→ WHAT THE TASK ASKS: Can you lay out every line of the listing below as a numbered list, leaving out any blank lines?
[begin RECORDS FOR PROCESSING]
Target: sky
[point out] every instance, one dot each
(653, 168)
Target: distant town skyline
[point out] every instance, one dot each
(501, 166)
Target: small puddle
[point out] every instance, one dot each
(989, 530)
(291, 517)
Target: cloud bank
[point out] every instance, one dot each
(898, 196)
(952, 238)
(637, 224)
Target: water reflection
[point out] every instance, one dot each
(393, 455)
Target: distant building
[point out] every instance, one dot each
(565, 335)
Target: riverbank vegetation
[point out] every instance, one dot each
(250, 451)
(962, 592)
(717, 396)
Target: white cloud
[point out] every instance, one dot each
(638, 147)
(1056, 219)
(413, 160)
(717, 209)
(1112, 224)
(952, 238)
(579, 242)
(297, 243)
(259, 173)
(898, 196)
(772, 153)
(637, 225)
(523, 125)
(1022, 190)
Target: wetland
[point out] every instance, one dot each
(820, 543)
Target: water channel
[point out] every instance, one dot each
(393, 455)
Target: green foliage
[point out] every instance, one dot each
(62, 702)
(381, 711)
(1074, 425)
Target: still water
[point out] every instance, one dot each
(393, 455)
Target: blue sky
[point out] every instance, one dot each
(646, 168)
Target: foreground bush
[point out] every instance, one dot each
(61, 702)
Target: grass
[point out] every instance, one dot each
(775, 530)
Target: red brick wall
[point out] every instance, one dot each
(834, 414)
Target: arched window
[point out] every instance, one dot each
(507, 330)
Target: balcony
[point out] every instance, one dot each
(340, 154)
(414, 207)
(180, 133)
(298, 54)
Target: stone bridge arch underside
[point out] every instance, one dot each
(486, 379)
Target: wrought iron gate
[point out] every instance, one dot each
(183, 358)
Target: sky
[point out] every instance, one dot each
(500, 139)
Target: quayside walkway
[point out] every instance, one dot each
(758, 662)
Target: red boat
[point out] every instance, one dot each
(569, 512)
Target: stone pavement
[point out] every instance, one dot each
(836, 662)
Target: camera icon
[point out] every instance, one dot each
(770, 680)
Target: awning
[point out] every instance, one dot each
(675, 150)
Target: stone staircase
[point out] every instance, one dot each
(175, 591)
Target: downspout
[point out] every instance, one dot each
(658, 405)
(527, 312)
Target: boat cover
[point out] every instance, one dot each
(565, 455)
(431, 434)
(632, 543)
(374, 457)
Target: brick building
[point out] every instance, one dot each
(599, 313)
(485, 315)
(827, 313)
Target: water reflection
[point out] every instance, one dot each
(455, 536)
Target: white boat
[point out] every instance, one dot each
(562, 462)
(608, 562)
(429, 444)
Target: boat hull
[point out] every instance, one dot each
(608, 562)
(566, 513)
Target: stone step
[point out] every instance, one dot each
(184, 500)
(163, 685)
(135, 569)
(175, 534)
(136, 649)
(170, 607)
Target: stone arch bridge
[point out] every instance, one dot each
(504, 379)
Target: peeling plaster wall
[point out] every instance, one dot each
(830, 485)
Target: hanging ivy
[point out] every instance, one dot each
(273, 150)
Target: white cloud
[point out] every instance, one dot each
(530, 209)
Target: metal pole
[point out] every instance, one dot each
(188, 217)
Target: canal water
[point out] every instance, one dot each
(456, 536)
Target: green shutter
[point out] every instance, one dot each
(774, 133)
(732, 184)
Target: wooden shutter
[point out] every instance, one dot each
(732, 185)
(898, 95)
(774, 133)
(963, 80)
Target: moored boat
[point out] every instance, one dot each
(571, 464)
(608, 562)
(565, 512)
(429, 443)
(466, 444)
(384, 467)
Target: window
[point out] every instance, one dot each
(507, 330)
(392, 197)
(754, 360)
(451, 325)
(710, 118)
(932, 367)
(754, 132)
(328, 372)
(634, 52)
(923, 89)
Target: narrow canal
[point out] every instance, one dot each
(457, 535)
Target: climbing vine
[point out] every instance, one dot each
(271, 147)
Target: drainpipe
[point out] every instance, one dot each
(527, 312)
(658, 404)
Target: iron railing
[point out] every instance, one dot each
[end RECORDS FOR PROCESSING]
→ RESPONSE:
1. Target: sky
2. [point out] every instance, one dot each
3. (653, 168)
4. Target: distant town skyline
5. [point out] every instance, one dot each
6. (501, 166)
7. Target: small puddle
8. [point out] every instance, one dot each
9. (989, 530)
10. (291, 517)
11. Target: cloud bank
12. [point out] every instance, one dot each
13. (898, 196)
14. (952, 238)
15. (637, 224)
16. Target: water reflection
17. [point out] every instance, one dot each
18. (393, 455)
19. Target: distant building
20. [point out] every instance, one dot each
21. (565, 335)
22. Target: riverbank vegetation
23. [point out] every instance, one dot each
24. (250, 451)
25. (962, 592)
26. (717, 396)
27. Target: white cloud
28. [point out] every instance, one dot each
29. (638, 147)
30. (1056, 219)
31. (413, 160)
32. (717, 209)
33. (1112, 224)
34. (952, 238)
35. (579, 242)
36. (297, 243)
37. (259, 173)
38. (898, 196)
39. (772, 153)
40. (637, 225)
41. (523, 125)
42. (1022, 190)
43. Target: wetland
44. [point out] every instance, one dot each
45. (820, 543)
46. Target: water channel
47. [point out] every instance, one dot each
48. (393, 455)
49. Target: green foliage
50. [point out] every instance, one dot each
51. (62, 702)
52. (381, 711)
53. (1074, 425)
54. Target: still water
55. [point out] every instance, one dot each
56. (393, 455)
57. Target: blue sky
58. [point out] every instance, one dot each
59. (646, 168)
60. Target: foreground bush
61. [point out] every instance, one dot each
62. (61, 702)
63. Target: grass
64. [point out] every instance, one dot each
65. (775, 530)
66. Target: red brick wall
67. [point out] every instance, one dot each
68. (834, 414)
69. Target: arched window
70. [point out] every instance, one dot each
71. (507, 330)
72. Target: balcony
73. [point out] every instance, one dot each
74. (340, 154)
75. (414, 207)
76. (180, 133)
77. (298, 54)
78. Target: stone bridge arch underside
79. [point out] every instance, one dot each
80. (486, 379)
81. Target: wrought iron gate
82. [point out] every instance, one dot each
83. (183, 358)
84. Target: sky
85. [point out] every instance, one dot each
86. (500, 139)
87. Target: quayside walkway
88. [point out] every instance, one dot each
89. (758, 662)
90. Target: red boat
91. [point out] every instance, one dot each
92. (569, 512)
93. Target: stone pavement
94. [point out] every instance, one dot each
95. (836, 662)
96. Target: camera icon
97. [point out] every instance, one dot each
98. (770, 680)
99. Target: awning
100. [point out] every instance, one dot each
101. (675, 150)
102. Target: stone staircase
103. [point out] every instance, one dot each
104. (175, 591)
105. Target: downspout
106. [point out] every instance, one dot each
107. (658, 405)
108. (527, 312)
109. Target: boat cover
110. [point out] every instance, one dot each
111. (565, 455)
112. (431, 434)
113. (632, 543)
114. (374, 457)
115. Target: brick building
116. [point out] every instance, one dot each
117. (599, 313)
118. (485, 315)
119. (827, 313)
120. Target: water reflection
121. [point out] every instance, one dot each
122. (455, 536)
123. Target: white boat
124. [point out] every instance, one dot each
125. (562, 462)
126. (608, 562)
127. (429, 444)
128. Target: boat hull
129. [point out] every instance, one dot each
130. (608, 562)
131. (566, 513)
132. Target: stone step
133. [point out] every instance, one dot each
134. (184, 500)
135. (163, 685)
136. (135, 569)
137. (175, 534)
138. (136, 649)
139. (170, 607)
140. Target: stone arch bridge
141. [point out] every instance, one dot each
142. (504, 379)
143. Target: peeling plaster wall
144. [point out] every instance, one dot each
145. (830, 485)
146. Target: hanging ivy
147. [point out] every instance, one dot each
148. (273, 150)
149. Target: white cloud
150. [point out] every instance, one dot each
151. (530, 209)
152. Target: metal pole
153. [point out] every instance, one dot each
154. (188, 217)
155. Target: canal water
156. [point out] every instance, one dot each
157. (456, 536)
158. Target: green shutter
159. [point out] every instance, one dot each
160. (774, 133)
161. (732, 184)
162. Target: wooden shutter
163. [point out] every instance, one dot each
164. (732, 185)
165. (898, 95)
166. (774, 133)
167. (963, 80)
168. Target: moored boat
169. [point out] every instance, one dot each
170. (571, 464)
171. (608, 562)
172. (565, 512)
173. (429, 443)
174. (466, 444)
175. (384, 467)
176. Target: window
177. [point out] every instance, one dot each
178. (507, 330)
179. (392, 197)
180. (754, 360)
181. (451, 325)
182. (710, 118)
183. (932, 367)
184. (754, 132)
185. (328, 372)
186. (634, 52)
187. (923, 89)
188. Target: narrow canal
189. [point out] every instance, one dot each
190. (457, 535)
191. Target: climbing vine
192. [point out] every instance, one dot each
193. (271, 147)
194. Target: drainpipe
195. [point out] every instance, one dot each
196. (527, 312)
197. (658, 404)
198. Target: iron railing
199. [point out] every instance, one dot each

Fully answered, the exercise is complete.